(Dataset items)
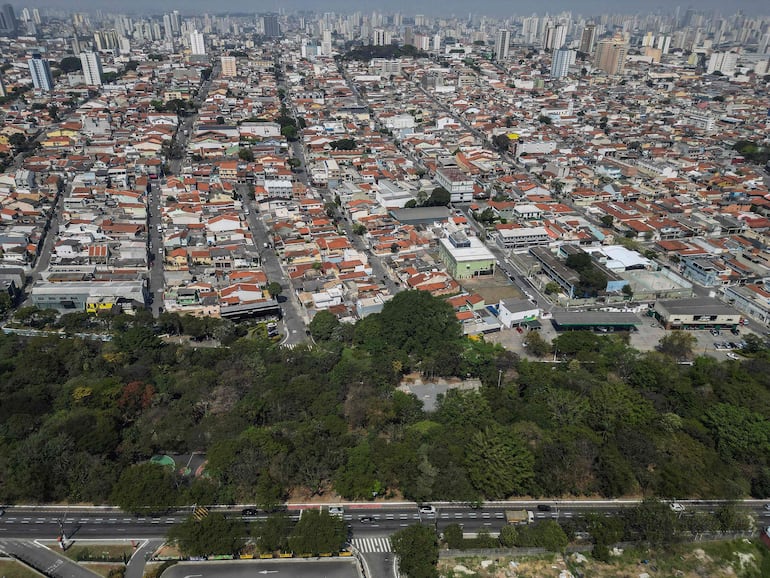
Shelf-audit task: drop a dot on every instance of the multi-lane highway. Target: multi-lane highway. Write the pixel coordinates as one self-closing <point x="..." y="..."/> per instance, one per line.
<point x="368" y="521"/>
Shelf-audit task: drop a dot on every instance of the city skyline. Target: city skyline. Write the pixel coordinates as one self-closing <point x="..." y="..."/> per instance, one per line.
<point x="448" y="8"/>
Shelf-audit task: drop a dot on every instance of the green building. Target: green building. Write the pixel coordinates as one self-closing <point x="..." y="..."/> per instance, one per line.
<point x="465" y="257"/>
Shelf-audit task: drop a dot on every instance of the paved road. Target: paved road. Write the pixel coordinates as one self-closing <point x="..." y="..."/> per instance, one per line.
<point x="294" y="317"/>
<point x="305" y="568"/>
<point x="384" y="519"/>
<point x="44" y="560"/>
<point x="135" y="566"/>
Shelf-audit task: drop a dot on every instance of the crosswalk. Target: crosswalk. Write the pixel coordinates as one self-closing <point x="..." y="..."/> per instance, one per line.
<point x="367" y="545"/>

◆ **Set problem**
Retype every line of the records above exactly, omitting the picture.

◆ **Exercise response**
Shelf-audit task: drop a dot on every instance of the multi-lane highway. Target: multi-lane highway. Write the pixel coordinates as one self-closing <point x="..." y="..."/> per instance, one per line.
<point x="368" y="521"/>
Shelf-audit task: drop a dot on every instance of the city skyline. Target: city skyline. Write the pixel coordinates as one self-closing <point x="..." y="..."/> per instance, one per line.
<point x="448" y="8"/>
Shelf-audit task: drop a dot on every instance of the green building. Target: green building. Write the pixel coordinates as one self-closing <point x="..." y="..."/> per instance, one per line.
<point x="465" y="257"/>
Shelf-audit task: drop a dot on every instance of the paved road. Target: paved road. Write the pixel coordinates as one self-closing <point x="..." y="..."/> per instance, one per line.
<point x="294" y="317"/>
<point x="305" y="568"/>
<point x="384" y="519"/>
<point x="44" y="560"/>
<point x="135" y="566"/>
Shelf-audit task: drop a dot on every instance of the crosswalk. Target: crosswalk. Write the pixel coordinates as one self-closing <point x="..." y="..."/> per instance, one per line.
<point x="367" y="545"/>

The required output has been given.